BEGIN Data extracts

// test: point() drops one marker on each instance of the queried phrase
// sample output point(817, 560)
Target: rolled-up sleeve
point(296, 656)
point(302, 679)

END Data extracts

» **Work to complete**
Your task is to restate every record word for word.

» **Written response**
// test: point() drops one marker on each instance of the queried phrase
// sample output point(817, 560)
Target: rolled-up sleeve
point(296, 656)
point(302, 679)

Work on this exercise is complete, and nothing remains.